EXERCISE OBJECTIVE
Copy each of the following records word for word, leaving nothing out.
━━━━━━━━
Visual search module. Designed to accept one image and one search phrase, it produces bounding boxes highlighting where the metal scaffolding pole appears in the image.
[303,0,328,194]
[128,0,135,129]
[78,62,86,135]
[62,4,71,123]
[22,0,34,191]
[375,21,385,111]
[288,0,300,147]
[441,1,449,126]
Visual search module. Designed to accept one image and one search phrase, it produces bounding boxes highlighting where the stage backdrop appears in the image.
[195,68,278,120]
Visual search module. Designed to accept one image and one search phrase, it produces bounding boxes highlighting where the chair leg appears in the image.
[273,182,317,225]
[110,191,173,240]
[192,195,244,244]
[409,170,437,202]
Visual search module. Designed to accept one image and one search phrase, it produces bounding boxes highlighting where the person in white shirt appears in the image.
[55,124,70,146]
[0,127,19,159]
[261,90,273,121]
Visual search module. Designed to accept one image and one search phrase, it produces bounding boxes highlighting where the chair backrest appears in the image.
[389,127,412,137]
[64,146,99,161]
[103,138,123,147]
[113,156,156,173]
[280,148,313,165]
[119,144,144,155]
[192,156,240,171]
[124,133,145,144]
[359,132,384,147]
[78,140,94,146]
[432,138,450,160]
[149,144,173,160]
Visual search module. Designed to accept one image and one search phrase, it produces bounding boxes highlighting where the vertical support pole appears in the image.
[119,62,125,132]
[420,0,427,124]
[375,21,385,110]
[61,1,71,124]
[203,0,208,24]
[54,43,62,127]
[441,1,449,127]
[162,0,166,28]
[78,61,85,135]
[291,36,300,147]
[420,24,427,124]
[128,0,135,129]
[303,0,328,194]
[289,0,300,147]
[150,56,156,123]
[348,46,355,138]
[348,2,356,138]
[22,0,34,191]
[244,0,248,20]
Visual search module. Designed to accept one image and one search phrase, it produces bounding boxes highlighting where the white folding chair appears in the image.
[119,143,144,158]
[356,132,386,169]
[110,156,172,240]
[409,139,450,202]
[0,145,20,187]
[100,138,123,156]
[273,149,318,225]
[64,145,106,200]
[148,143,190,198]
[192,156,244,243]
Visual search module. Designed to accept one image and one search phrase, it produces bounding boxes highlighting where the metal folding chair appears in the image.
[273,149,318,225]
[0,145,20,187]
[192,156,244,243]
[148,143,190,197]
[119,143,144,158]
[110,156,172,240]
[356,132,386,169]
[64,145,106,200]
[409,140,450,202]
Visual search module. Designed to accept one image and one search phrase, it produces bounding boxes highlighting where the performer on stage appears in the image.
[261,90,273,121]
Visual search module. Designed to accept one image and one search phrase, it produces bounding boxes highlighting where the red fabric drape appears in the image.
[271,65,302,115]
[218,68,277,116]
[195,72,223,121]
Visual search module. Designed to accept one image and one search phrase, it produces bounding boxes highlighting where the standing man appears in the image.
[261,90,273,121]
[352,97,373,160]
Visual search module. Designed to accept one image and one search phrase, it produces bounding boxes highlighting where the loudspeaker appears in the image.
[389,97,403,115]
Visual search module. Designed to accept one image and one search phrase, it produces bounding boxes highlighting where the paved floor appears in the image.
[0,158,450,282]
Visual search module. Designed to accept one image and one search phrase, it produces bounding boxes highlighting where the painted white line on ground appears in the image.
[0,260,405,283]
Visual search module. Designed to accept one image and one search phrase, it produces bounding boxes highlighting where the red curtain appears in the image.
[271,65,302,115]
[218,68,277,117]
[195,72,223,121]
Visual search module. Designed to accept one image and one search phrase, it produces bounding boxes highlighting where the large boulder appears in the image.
━━━━━━━━
RESPONSE
Visual search module. Designed to accept one image and one search phrase, it produces bounding boxes highlighting where the metal scaffolding pole appears in the image.
[303,0,328,194]
[128,0,135,129]
[78,62,86,135]
[62,4,71,123]
[22,0,34,191]
[375,21,385,111]
[288,0,300,147]
[441,1,449,126]
Visual search module. Designed to accept one image and one search phrase, it produces bounding boxes highlighting where the stage backdrop appears in the image.
[195,68,278,120]
Visual search module. Designed to accept one image and one search phrase, it produces bounding boxes highlighting where the chair leg appears in the image.
[273,182,317,225]
[110,191,173,240]
[192,195,244,244]
[409,170,437,202]
Visual search module. Designed to accept one image and one search phrase, it produces bounding boxes highlighting where the person in white shirt appears in the image.
[55,124,70,146]
[0,127,19,159]
[261,90,273,121]
Visual search module. Designed to accept one image and one search phrase, it produces bounding boxes highlighting where the chair backrest appears in the image.
[389,127,412,137]
[64,146,99,161]
[103,138,123,147]
[113,156,156,173]
[280,148,313,165]
[119,144,144,155]
[192,156,240,171]
[124,133,145,144]
[359,132,384,147]
[78,140,94,146]
[432,138,450,160]
[149,144,173,160]
Visual search module. Designed to accept one image and one search phrase, it produces bounding boxes highlighting where the vertical support pole appears in the image.
[119,62,125,132]
[420,0,427,124]
[375,21,385,110]
[61,1,71,124]
[203,0,208,24]
[54,43,62,127]
[441,1,449,127]
[162,0,166,28]
[78,61,85,135]
[291,36,300,147]
[420,24,427,124]
[128,0,135,129]
[303,0,328,194]
[289,0,300,147]
[150,56,156,123]
[348,46,355,138]
[348,2,356,138]
[22,0,34,191]
[244,0,248,20]
Visual search module. Designed to accept one image and one search phrase, it produces bounding boxes highlighting where the white folding chair appears in the image.
[119,143,144,158]
[356,132,386,169]
[110,156,172,240]
[409,139,450,202]
[0,145,20,187]
[100,138,123,156]
[273,149,318,225]
[64,145,106,200]
[148,143,190,198]
[192,156,244,243]
Visual search module. Designed to accept one image and one search phrase, it produces bounding boxes highlighting where the metal folding chair appears in the image.
[273,149,318,225]
[0,145,20,187]
[192,156,244,243]
[148,143,190,197]
[119,143,144,158]
[110,156,172,240]
[356,132,386,169]
[64,145,106,200]
[409,140,450,202]
Visual search module. Designed to accept one image and one search phrase, it produces bounding boxes highlighting where the performer on stage appears in the image.
[261,90,273,121]
Visual search module. Designed to accept one image and one search phrase, it produces bounding boxes highlighting where the red fabric drape appears in the image.
[271,65,302,115]
[218,68,277,116]
[195,72,223,121]
Visual search module. Designed to accept one image and one search phrase, it produces bounding boxes highlighting where the standing man appears in the image.
[261,90,273,121]
[352,97,373,160]
Visual search module. Designed to accept one image and one search phrase, it produces bounding boxes highlighting where the loudspeaker appears in the image.
[389,97,403,115]
Visual search module. Designed to accept one image and one search phrase, it produces bounding boxes highlighting where the paved floor appears in the image.
[0,158,450,282]
Visual search module. Designed to accept one image and one search phrase, it produces bounding boxes highlighting where the painted white line on ground appears in the image.
[0,260,405,283]
Visual search module. Designed to accept one image and one search phrase, it produces bounding boxes highlighting where the red curtain appears in the image.
[271,65,302,115]
[218,68,277,117]
[195,72,223,121]
Visual search module. Designed to accept one image and one search phrase, it produces bounding boxes highlighting where the large boulder appears in the image.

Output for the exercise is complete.